_Задания:_
A: Продублируйте без изменений часть фрагмента о Фицджеральде: всё, начиная со слов «Фицджеральд начал смотреть» и вплоть до слов «перед ним двери.».
B: Изложите содержание фрагмента о Фицджеральде в двух предложениях.

_Фрагмент текста:_
Помадок вид хандру сразит —
Ведь в них блаженство рая;
И, в пляс пустясь, споем хоть раз
Мы славу «Мисеелдайну».[170]
Струзерс Берт, которого Фицджеральд описал в первом варианте «По эту сторону рая», вспоминал о Фицджеральде, которого он встретил той весной. «Вместе с женой мы обедали на террасе… совершенно неожиданно из сумерек, словно мотылек на свет, появился Скотт. В разговорах о том, о сем мы не заметили времени и засиделись допоздна. Взошла луна, листья кизила напоминали ниспадающий каскадами водопад, то здесь, то там вспыхивали светлячки… Мы с женой были поражены. Скотт не притрагивался к вину, был очень любезен, скромен, серьезен и все так же остроумен».
Фицджеральд начал смотреть на свое крушение со стороны. Сперва, он с такой тщательностью описал выдуманную им болезнь в романе «Ночь нежна», а затем сам превратился в настоящего калеку. «В последнее время в моей жизни все безнадежно перепуталось, — объяснял он свое состояние Оскару Кальману, — и самое главное, я не стремился исправить положение. Мне было на все совершенно наплевать». Он прибавил восемь килограммов и чувствовал, что силы возвращаются к нему. И все же он не мог создать рассказ, который нашел бы издателя. Он начал было уже с опаской подумывать о том, что дорога в Голливуд ему закрыта, но как раз в этот момент Оберу удалось подписать для него контракт на шесть месяцев с МГМ на тысячу долларов в неделю. Будущее вновь распахивало перед ним двери.

_Исходные данные:_
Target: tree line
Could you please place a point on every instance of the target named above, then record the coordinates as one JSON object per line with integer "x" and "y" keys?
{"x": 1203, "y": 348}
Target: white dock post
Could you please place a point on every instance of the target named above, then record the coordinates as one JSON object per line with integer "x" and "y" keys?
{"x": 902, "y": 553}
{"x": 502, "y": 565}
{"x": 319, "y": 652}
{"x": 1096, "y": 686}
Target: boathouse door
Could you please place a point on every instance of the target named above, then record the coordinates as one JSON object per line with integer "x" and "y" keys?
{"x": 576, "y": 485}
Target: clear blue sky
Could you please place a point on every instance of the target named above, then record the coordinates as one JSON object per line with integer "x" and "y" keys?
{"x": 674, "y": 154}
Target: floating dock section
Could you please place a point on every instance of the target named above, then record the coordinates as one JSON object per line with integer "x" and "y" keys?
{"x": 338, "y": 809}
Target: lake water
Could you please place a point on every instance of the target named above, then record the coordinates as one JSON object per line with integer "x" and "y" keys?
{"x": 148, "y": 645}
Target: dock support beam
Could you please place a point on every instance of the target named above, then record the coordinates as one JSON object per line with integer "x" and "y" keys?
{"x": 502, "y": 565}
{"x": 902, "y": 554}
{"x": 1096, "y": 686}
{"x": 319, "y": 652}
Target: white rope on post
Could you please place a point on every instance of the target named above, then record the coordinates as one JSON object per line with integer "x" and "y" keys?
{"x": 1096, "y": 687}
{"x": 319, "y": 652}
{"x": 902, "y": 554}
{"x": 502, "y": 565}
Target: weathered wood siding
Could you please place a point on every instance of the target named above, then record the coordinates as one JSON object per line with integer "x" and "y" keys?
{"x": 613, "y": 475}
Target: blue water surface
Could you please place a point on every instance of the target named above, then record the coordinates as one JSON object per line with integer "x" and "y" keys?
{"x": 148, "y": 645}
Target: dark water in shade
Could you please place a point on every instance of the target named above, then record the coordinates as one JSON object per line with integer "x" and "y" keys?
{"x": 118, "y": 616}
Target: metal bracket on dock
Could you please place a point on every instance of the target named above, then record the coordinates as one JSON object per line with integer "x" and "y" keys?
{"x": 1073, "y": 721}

_Ответы к заданиям:_
A:
Фицджеральд начал смотреть на свое крушение со стороны. Сперва, он с такой тщательностью описал выдуманную им болезнь в романе «Ночь нежна», а затем сам превратился в настоящего калеку. «В последнее время в моей жизни все безнадежно перепуталось, — объяснял он свое состояние Оскару Кальману, — и самое главное, я не стремился исправить положение. Мне было на все совершенно наплевать». Он прибавил восемь килограммов и чувствовал, что силы возвращаются к нему. И все же он не мог создать рассказ, который нашел бы издателя. Он начал было уже с опаской подумывать о том, что дорога в Голливуд ему закрыта, но как раз в этот момент Оберу удалось подписать для него контракт на шесть месяцев с МГМ на тысячу долларов в неделю. Будущее вновь распахивало перед ним двери.

B: Струзерс Берт вспоминал, как весной Фицджеральд неожиданно появился у них с женой на террасе и поразил их тем, что не притрагивался к вину и был любезен, скромен, серьезен и остроумен. Прибавив восемь килограммов и чувствуя возвращение сил, Фицджеральд все же не мог создать рассказ, который нашел бы издателя, однако как раз тогда Оберу удалось подписать для него контракт на шесть месяцев с МГМ на тысячу долларов в неделю.